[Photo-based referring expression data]
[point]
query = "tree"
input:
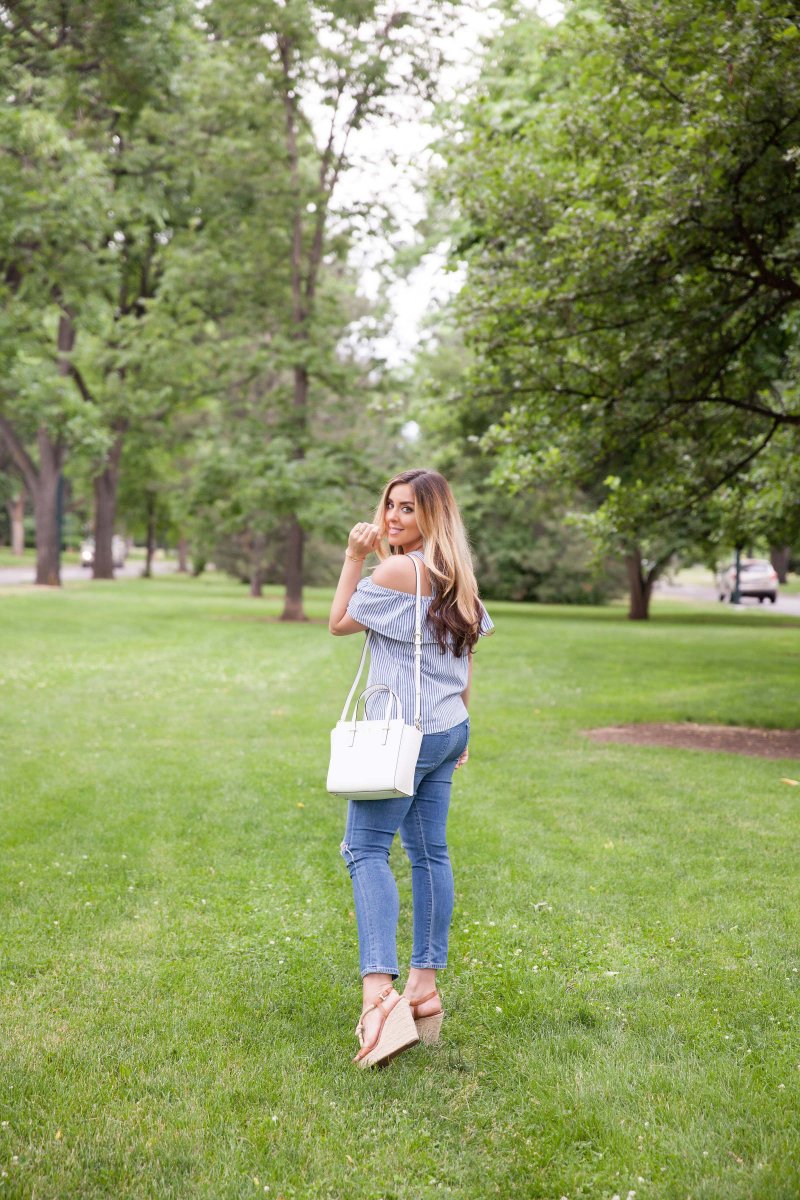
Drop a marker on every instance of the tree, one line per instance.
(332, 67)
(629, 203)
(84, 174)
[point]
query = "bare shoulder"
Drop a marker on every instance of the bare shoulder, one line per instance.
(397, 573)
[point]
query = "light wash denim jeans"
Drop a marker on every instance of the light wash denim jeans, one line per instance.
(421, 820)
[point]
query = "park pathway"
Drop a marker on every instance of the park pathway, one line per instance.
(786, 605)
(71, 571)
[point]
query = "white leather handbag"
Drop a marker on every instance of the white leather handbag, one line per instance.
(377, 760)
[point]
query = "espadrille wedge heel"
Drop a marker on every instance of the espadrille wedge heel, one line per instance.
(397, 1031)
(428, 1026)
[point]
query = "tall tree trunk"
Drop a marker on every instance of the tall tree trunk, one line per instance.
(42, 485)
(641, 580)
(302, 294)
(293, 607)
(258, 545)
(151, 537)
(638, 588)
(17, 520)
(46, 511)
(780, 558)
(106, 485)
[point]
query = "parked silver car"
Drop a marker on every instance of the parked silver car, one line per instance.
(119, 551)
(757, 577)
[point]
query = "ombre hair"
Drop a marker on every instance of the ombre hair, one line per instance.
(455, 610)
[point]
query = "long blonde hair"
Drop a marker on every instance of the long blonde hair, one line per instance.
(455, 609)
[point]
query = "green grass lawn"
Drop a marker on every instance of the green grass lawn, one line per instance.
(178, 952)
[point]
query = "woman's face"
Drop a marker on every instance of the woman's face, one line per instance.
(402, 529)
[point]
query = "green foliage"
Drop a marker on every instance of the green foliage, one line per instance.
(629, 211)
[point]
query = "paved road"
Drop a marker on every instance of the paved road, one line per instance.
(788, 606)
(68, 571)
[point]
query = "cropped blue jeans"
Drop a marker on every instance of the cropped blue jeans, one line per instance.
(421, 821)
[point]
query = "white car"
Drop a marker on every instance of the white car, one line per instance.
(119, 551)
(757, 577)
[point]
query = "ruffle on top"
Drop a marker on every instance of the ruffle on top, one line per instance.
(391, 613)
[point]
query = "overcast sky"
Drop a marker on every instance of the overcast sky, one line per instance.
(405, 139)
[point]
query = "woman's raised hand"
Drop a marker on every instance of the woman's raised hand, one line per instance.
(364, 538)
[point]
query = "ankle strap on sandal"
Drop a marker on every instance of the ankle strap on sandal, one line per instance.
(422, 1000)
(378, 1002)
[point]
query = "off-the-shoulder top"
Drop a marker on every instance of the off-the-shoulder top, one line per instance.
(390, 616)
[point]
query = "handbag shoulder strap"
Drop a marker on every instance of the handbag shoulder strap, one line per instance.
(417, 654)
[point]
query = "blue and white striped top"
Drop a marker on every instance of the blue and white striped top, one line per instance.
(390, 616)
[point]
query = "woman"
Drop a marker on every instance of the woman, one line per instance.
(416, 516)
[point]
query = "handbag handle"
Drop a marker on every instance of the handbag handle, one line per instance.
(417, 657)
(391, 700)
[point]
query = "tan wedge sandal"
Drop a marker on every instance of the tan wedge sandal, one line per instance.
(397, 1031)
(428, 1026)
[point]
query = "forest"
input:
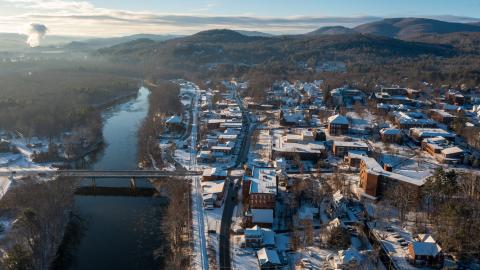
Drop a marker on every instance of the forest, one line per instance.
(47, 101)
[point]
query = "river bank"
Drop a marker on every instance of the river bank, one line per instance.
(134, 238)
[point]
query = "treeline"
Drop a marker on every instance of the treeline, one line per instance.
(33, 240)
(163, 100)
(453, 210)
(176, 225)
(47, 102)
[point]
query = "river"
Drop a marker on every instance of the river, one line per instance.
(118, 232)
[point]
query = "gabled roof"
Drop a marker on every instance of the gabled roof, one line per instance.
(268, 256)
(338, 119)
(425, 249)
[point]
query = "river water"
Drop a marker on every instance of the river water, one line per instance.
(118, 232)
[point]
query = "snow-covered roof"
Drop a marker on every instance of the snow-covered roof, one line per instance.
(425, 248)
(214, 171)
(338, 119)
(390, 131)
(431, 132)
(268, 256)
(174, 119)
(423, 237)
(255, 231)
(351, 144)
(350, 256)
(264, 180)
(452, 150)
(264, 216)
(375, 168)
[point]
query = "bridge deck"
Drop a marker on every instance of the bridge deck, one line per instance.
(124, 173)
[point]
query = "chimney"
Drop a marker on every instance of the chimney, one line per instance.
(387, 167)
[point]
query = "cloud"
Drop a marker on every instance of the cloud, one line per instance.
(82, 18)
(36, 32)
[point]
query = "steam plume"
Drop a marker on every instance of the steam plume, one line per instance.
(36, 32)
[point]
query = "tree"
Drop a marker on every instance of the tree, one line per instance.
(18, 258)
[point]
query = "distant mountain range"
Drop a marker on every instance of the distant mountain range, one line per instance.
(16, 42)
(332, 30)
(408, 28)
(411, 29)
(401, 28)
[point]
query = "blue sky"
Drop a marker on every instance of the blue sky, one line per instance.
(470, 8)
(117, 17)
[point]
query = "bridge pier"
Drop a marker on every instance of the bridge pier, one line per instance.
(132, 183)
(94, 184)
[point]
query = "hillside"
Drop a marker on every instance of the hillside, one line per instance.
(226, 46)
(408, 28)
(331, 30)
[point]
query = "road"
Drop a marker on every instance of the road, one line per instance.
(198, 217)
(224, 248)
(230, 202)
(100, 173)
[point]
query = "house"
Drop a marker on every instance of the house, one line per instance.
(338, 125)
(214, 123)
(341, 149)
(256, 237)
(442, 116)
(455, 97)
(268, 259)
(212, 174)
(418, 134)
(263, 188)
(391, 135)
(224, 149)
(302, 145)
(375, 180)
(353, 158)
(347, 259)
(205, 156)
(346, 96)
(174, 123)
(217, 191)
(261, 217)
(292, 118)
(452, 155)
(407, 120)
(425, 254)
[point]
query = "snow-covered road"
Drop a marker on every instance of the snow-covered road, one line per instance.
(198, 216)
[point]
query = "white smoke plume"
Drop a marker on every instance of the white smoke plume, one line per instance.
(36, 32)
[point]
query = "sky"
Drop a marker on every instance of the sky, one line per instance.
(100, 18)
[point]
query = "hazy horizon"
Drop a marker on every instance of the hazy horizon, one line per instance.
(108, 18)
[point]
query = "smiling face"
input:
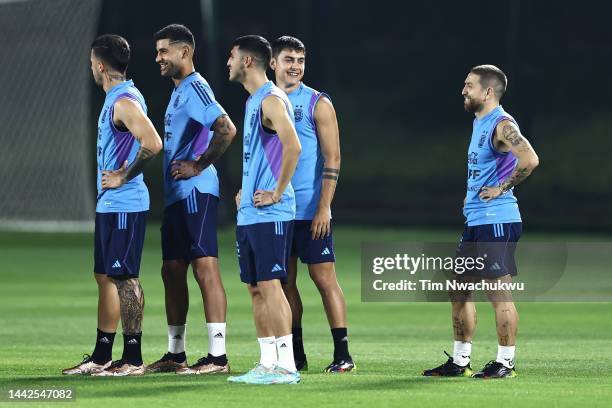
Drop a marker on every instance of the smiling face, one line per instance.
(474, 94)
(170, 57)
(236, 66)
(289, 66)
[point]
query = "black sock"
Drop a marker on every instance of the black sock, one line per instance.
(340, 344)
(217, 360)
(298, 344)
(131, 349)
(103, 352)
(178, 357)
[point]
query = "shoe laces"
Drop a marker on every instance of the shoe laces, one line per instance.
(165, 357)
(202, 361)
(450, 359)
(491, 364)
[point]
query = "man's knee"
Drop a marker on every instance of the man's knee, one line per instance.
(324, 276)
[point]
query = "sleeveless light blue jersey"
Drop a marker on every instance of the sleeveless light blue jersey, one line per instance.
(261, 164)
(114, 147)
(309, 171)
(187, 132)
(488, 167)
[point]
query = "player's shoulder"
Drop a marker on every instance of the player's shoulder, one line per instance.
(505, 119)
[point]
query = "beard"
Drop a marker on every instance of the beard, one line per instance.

[Exercise objective] From the entries above, show each line that includes the string "beard".

[Exercise solution]
query = "beard"
Drop a marker on every instance of the beard, one line per instance.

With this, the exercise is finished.